◆ Challenge
Reproduce each of the lines below word for word, leaving out the pictures.

====== Given records

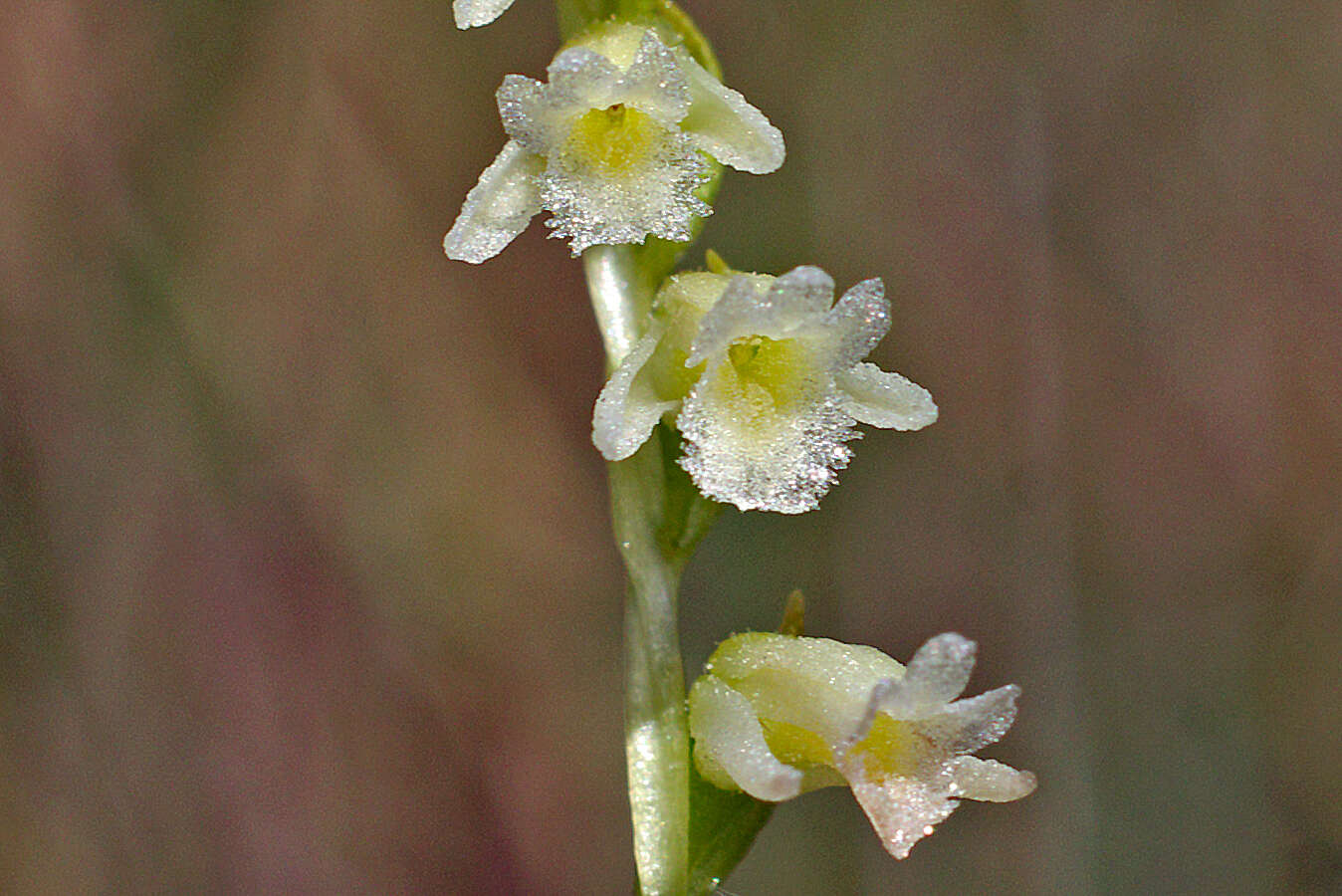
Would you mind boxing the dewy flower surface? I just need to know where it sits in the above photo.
[452,0,513,28]
[591,267,937,514]
[443,24,783,263]
[690,632,1034,858]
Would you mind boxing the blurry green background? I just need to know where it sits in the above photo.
[0,0,1342,896]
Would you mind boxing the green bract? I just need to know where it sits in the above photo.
[690,632,1034,858]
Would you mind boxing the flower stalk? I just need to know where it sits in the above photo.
[582,246,718,896]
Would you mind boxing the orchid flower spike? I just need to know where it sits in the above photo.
[690,632,1034,858]
[452,0,513,30]
[443,23,783,264]
[591,267,937,514]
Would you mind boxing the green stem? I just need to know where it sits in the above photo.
[609,437,690,896]
[582,246,655,371]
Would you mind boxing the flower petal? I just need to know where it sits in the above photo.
[769,264,834,317]
[829,278,890,369]
[880,632,975,719]
[848,777,956,858]
[443,139,545,264]
[452,0,513,30]
[946,757,1036,802]
[676,359,860,514]
[690,676,802,802]
[834,362,937,430]
[591,326,676,460]
[618,31,690,127]
[547,47,620,109]
[676,47,785,174]
[686,268,794,367]
[918,684,1019,756]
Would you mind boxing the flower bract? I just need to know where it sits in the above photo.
[690,632,1034,858]
[591,267,937,514]
[443,24,783,263]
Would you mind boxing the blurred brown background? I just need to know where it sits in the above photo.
[0,0,1342,896]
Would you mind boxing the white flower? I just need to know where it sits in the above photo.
[443,24,783,263]
[591,267,937,514]
[690,632,1034,858]
[452,0,513,30]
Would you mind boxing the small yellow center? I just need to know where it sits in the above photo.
[760,718,834,766]
[849,712,919,781]
[728,336,812,410]
[565,104,664,173]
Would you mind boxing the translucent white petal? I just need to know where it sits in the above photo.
[834,362,937,430]
[686,274,785,367]
[443,139,545,264]
[675,47,783,174]
[541,130,713,255]
[690,675,801,802]
[946,757,1036,802]
[591,328,676,460]
[676,364,859,514]
[848,777,956,858]
[769,264,834,317]
[452,0,513,30]
[547,47,620,109]
[618,31,690,127]
[829,278,890,369]
[918,684,1019,757]
[494,75,578,155]
[879,632,975,719]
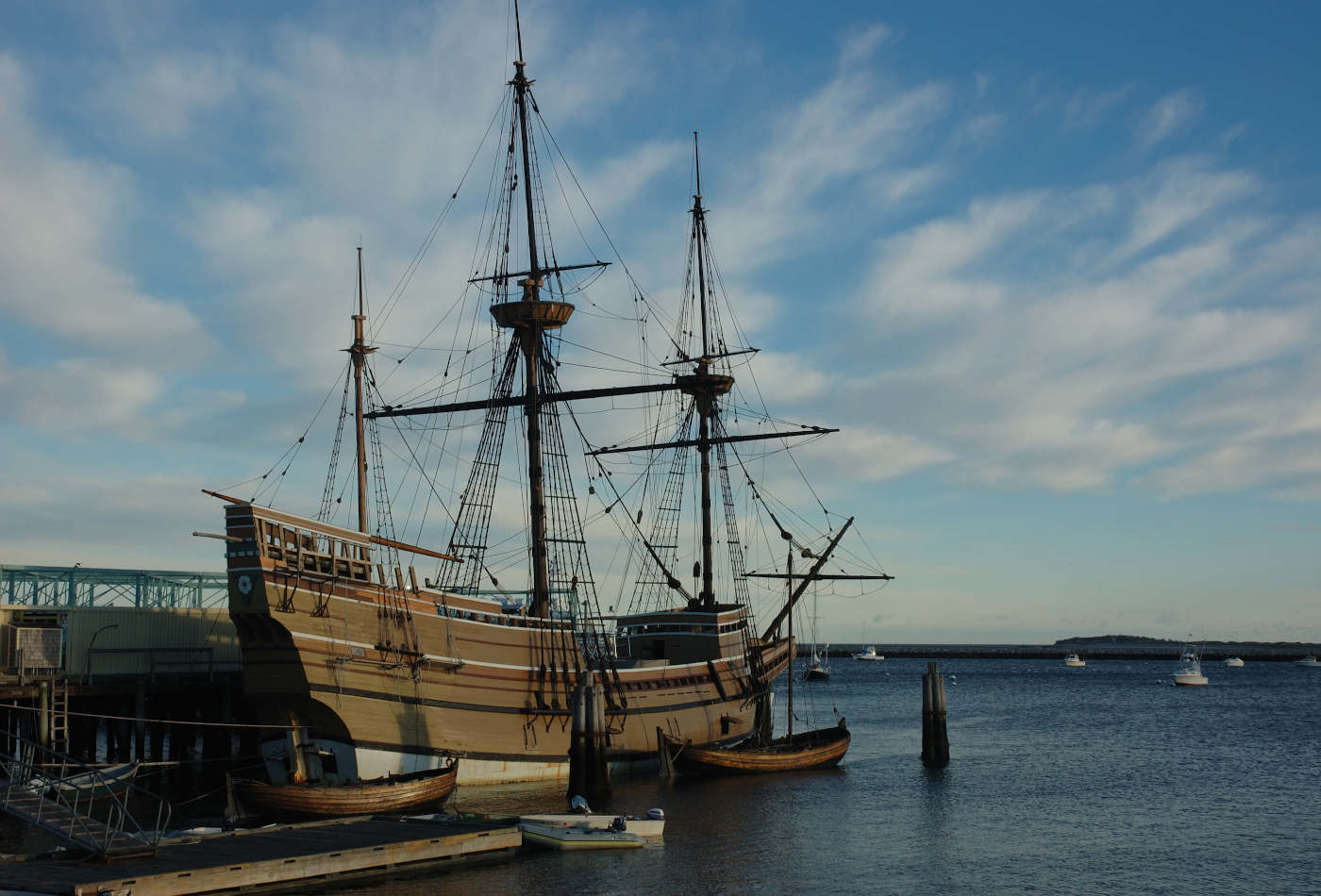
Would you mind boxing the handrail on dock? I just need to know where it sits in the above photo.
[0,728,172,857]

============

◆ Exercise result
Would you mind boxing the dewy flower surface? I just need to know where it sits in the above photo.
[452,0,513,28]
[591,267,937,514]
[443,24,783,263]
[690,632,1034,858]
Would you mind boxing the blurry green background? I just need to know where it sits in the above photo.
[0,0,1342,896]
Would you mind boxing the green bract? I just need to know where it sits in the above photo.
[690,632,1034,858]
Would you mind boxing the flower stalk? I just need to know where it sits in the above photo.
[582,246,718,896]
Would you mind boxing the orchid flower spike? I just need to know where it sits in the above photo.
[690,632,1034,858]
[452,0,513,30]
[443,23,783,264]
[591,267,937,514]
Would you mind boxing the green stem? I just need to know where it sits in the above photo.
[609,437,690,896]
[582,246,655,371]
Would you mind boxing the flower petal? I just need to know where it sits in the above photo.
[769,264,834,317]
[829,278,890,369]
[880,632,975,719]
[848,777,956,858]
[443,139,545,264]
[452,0,513,30]
[946,757,1036,802]
[676,359,860,514]
[690,676,802,802]
[834,362,937,430]
[591,326,676,460]
[618,31,690,127]
[547,47,620,109]
[676,47,785,174]
[686,268,794,367]
[918,684,1019,756]
Would you mind boxing the flower bract? I just need to know where it sits in the above photo.
[690,632,1034,858]
[591,267,937,514]
[443,24,783,263]
Would you mind boxing the blurred brown background? I just need to know where it sits in the above photo.
[0,0,1342,896]
Would you mind boxing the white flower? I just need to know where it sits in the above photo.
[443,24,783,263]
[591,267,937,514]
[690,632,1034,858]
[452,0,513,30]
Would you mind boxing the small yellow center? I just need to know where it sits in the above photo.
[760,718,834,766]
[849,712,919,781]
[728,336,812,410]
[565,104,664,173]
Would you mind boxing the translucent white petal? I just need to know where it sits in the above photo.
[834,362,937,430]
[686,274,785,367]
[443,139,545,264]
[675,47,783,174]
[541,130,713,255]
[690,675,801,802]
[946,757,1036,802]
[591,328,676,460]
[676,364,859,514]
[848,777,956,858]
[769,264,834,317]
[452,0,513,30]
[547,47,620,109]
[618,31,690,127]
[829,278,890,369]
[918,684,1019,757]
[494,75,578,155]
[879,632,975,719]
Would you mind boxing the handrail on dock? I just need to know where it sits in the above photo.
[0,728,172,857]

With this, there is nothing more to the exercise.